• **WHAT TO PRODUCE**
Set down the entries exactly as they appear, apart from the images, which stay out.

(Records excerpted from a collection)
-*-

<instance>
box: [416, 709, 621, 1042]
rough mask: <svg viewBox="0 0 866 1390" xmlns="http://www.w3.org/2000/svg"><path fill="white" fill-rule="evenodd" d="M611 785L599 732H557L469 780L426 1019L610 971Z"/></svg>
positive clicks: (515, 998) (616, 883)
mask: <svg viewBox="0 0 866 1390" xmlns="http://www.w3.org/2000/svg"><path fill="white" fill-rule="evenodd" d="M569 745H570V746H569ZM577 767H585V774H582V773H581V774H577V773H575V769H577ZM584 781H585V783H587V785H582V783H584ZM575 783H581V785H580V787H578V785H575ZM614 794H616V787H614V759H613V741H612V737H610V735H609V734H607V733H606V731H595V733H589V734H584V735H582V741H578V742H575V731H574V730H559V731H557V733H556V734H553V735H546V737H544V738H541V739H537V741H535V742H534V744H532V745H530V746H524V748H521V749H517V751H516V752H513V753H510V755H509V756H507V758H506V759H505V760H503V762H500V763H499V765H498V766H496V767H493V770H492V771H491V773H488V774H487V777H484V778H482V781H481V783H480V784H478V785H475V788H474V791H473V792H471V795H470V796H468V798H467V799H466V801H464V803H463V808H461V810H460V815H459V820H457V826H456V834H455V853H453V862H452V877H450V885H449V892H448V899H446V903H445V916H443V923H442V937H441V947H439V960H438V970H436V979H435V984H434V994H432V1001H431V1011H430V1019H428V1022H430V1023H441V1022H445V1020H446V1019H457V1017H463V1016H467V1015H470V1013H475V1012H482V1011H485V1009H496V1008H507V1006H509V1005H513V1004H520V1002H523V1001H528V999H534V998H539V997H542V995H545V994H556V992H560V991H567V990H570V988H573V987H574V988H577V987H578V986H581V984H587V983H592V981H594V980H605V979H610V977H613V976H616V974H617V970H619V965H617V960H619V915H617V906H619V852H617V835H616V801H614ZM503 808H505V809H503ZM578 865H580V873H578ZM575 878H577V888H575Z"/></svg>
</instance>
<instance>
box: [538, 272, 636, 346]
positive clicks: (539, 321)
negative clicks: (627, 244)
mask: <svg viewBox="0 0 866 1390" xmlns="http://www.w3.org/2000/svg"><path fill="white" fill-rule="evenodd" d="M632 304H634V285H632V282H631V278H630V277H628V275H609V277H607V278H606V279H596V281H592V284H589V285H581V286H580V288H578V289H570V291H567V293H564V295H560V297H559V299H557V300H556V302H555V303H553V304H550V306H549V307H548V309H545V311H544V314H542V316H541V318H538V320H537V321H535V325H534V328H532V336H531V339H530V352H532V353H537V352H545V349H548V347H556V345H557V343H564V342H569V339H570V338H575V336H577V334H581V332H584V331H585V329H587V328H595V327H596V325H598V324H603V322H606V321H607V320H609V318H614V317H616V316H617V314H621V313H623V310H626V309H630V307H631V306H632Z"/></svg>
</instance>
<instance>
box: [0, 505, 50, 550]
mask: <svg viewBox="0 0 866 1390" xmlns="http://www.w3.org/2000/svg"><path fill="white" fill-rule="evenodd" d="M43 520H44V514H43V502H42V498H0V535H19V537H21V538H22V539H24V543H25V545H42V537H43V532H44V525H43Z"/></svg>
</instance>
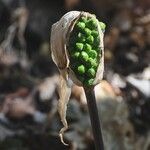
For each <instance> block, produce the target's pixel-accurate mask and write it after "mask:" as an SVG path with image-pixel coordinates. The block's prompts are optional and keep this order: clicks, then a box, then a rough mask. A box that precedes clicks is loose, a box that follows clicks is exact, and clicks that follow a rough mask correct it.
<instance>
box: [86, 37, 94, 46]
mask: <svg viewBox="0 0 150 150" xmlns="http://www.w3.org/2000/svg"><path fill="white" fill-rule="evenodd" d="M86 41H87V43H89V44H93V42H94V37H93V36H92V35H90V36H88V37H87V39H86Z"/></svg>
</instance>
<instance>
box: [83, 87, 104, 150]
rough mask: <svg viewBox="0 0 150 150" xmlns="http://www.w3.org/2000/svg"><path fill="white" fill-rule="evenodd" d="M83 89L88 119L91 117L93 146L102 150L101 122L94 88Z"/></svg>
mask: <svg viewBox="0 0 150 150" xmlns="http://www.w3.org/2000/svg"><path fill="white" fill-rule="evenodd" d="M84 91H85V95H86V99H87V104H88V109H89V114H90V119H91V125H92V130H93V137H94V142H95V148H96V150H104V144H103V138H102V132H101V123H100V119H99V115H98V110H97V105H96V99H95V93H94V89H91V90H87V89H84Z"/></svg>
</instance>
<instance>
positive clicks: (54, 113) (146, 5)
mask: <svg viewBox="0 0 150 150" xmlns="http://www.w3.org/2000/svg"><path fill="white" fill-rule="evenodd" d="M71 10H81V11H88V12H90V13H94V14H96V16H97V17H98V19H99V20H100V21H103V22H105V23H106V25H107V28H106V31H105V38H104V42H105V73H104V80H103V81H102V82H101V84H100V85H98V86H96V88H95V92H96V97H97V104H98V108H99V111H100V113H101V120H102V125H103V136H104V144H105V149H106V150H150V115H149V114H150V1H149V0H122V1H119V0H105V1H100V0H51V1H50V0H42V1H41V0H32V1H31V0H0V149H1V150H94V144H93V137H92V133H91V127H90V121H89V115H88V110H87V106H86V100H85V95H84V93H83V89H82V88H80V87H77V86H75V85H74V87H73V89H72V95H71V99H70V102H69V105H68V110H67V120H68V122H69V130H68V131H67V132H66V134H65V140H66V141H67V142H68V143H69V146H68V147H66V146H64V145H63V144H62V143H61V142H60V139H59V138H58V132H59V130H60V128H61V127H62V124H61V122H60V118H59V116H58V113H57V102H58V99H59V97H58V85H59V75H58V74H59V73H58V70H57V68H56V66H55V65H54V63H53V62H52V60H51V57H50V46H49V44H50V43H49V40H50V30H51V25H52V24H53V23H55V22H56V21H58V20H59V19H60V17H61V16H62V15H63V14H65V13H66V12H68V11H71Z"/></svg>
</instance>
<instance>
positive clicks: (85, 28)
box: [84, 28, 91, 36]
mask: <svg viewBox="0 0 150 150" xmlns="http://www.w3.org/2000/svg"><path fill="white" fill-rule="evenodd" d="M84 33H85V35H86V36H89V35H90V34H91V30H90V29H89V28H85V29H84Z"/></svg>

-*-

• **THE ANSWER**
<instance>
box: [416, 709, 621, 1042]
rough mask: <svg viewBox="0 0 866 1390" xmlns="http://www.w3.org/2000/svg"><path fill="white" fill-rule="evenodd" d="M611 785L599 732H557L469 780L426 1019L610 971Z"/></svg>
positive clicks: (515, 998) (616, 883)
mask: <svg viewBox="0 0 866 1390" xmlns="http://www.w3.org/2000/svg"><path fill="white" fill-rule="evenodd" d="M569 745H570V746H569ZM577 767H585V774H582V773H581V774H577V773H575V769H577ZM584 781H585V783H587V785H582V783H584ZM575 783H581V785H580V787H578V785H575ZM614 794H616V787H614V759H613V741H612V737H610V735H609V734H607V733H606V731H595V733H589V734H584V735H582V741H578V742H575V731H574V730H559V731H557V733H556V734H553V735H546V737H544V738H541V739H537V741H535V742H534V744H532V745H530V746H524V748H521V749H517V751H516V752H513V753H510V755H509V756H507V758H506V759H505V760H503V762H500V763H499V765H498V766H496V767H493V770H492V771H491V773H488V774H487V777H484V778H482V781H481V783H480V784H478V785H475V788H474V791H473V792H471V795H470V796H468V798H467V799H466V801H464V803H463V808H461V810H460V815H459V820H457V826H456V834H455V853H453V862H452V877H450V885H449V892H448V899H446V903H445V916H443V923H442V937H441V947H439V960H438V970H436V979H435V984H434V994H432V1001H431V1011H430V1019H428V1022H430V1023H441V1022H445V1020H446V1019H457V1017H463V1016H467V1015H470V1013H475V1012H482V1011H485V1009H496V1008H507V1006H509V1005H513V1004H520V1002H523V1001H528V999H534V998H539V997H542V995H545V994H556V992H560V991H567V990H570V988H573V987H574V988H577V987H578V986H581V984H587V983H592V981H594V980H605V979H610V977H613V976H616V974H617V970H619V965H617V960H619V915H617V906H619V852H617V835H616V801H614ZM503 808H505V809H503ZM578 865H580V873H578ZM575 878H577V888H575Z"/></svg>
</instance>
<instance>
box: [538, 272, 636, 346]
positive clicks: (539, 321)
negative clicks: (627, 244)
mask: <svg viewBox="0 0 866 1390" xmlns="http://www.w3.org/2000/svg"><path fill="white" fill-rule="evenodd" d="M632 304H634V285H632V282H631V278H630V277H628V275H609V277H607V278H606V279H596V281H592V284H589V285H581V286H580V288H578V289H570V291H567V293H564V295H560V297H559V299H557V300H556V302H555V303H553V304H550V306H549V307H548V309H545V311H544V314H542V316H541V318H538V320H537V321H535V325H534V328H532V336H531V339H530V352H532V353H537V352H545V349H548V347H556V345H557V343H564V342H569V339H570V338H575V336H577V334H581V332H584V331H585V329H587V328H595V327H596V325H598V324H603V322H606V321H607V320H609V318H614V317H616V316H617V314H621V313H623V310H626V309H630V307H631V306H632Z"/></svg>
</instance>
<instance>
box: [0, 505, 50, 550]
mask: <svg viewBox="0 0 866 1390" xmlns="http://www.w3.org/2000/svg"><path fill="white" fill-rule="evenodd" d="M43 520H44V514H43V502H42V498H0V535H19V537H21V538H22V539H24V543H25V545H42V537H43V532H44V525H43Z"/></svg>
</instance>
For each <instance> block, produce the target's pixel-accurate mask and write it after "mask:" as an SVG path with image-pixel coordinates. The block's prompts are optional and keep this order: clicks, then a box, then a rough mask. A box that precedes clicks is loose, a box that follows clicks is exact, and clicks that follow a rough mask correct it.
<instance>
box: [86, 37, 94, 46]
mask: <svg viewBox="0 0 150 150" xmlns="http://www.w3.org/2000/svg"><path fill="white" fill-rule="evenodd" d="M86 41H87V43H89V44H93V42H94V37H93V36H92V35H90V36H88V37H87V39H86Z"/></svg>
</instance>
<instance>
box: [83, 87, 104, 150]
rough mask: <svg viewBox="0 0 150 150" xmlns="http://www.w3.org/2000/svg"><path fill="white" fill-rule="evenodd" d="M83 89L88 119L91 117L93 146L102 150L101 122L94 88Z"/></svg>
mask: <svg viewBox="0 0 150 150" xmlns="http://www.w3.org/2000/svg"><path fill="white" fill-rule="evenodd" d="M84 91H85V95H86V99H87V104H88V109H89V114H90V119H91V125H92V130H93V137H94V142H95V148H96V150H104V144H103V138H102V132H101V123H100V119H99V115H98V110H97V105H96V99H95V93H94V89H91V90H87V89H84Z"/></svg>
</instance>
<instance>
positive clicks: (54, 113) (146, 5)
mask: <svg viewBox="0 0 150 150" xmlns="http://www.w3.org/2000/svg"><path fill="white" fill-rule="evenodd" d="M71 10H81V11H88V12H90V13H94V14H96V16H97V17H98V19H99V20H100V21H103V22H105V23H106V25H107V28H106V31H105V38H104V42H105V73H104V80H103V81H102V82H101V84H100V85H98V86H96V88H95V92H96V97H97V104H98V108H99V111H100V113H101V120H102V125H103V136H104V144H105V149H106V150H150V115H149V114H150V1H149V0H122V1H119V0H105V1H100V0H51V1H50V0H42V1H41V0H32V1H31V0H0V149H1V150H94V144H93V137H92V133H91V127H90V121H89V115H88V110H87V106H86V100H85V95H84V93H83V89H82V88H80V87H77V86H75V85H74V87H73V89H72V95H71V99H70V102H69V105H68V110H67V120H68V122H69V130H68V131H67V132H66V134H65V140H66V141H67V142H68V143H69V146H68V147H66V146H64V145H63V144H62V143H61V142H60V139H59V138H58V132H59V130H60V128H61V127H62V124H61V122H60V118H59V116H58V113H57V102H58V99H59V97H58V85H59V75H58V74H59V73H58V70H57V68H56V66H55V65H54V63H53V62H52V60H51V57H50V46H49V44H50V43H49V40H50V30H51V25H52V24H53V23H55V22H56V21H58V20H59V19H60V17H61V16H62V15H63V14H65V13H66V12H68V11H71Z"/></svg>
</instance>
<instance>
positive clicks: (85, 28)
box: [84, 28, 91, 36]
mask: <svg viewBox="0 0 150 150" xmlns="http://www.w3.org/2000/svg"><path fill="white" fill-rule="evenodd" d="M84 33H85V35H86V36H89V35H90V34H91V30H90V29H89V28H85V29H84Z"/></svg>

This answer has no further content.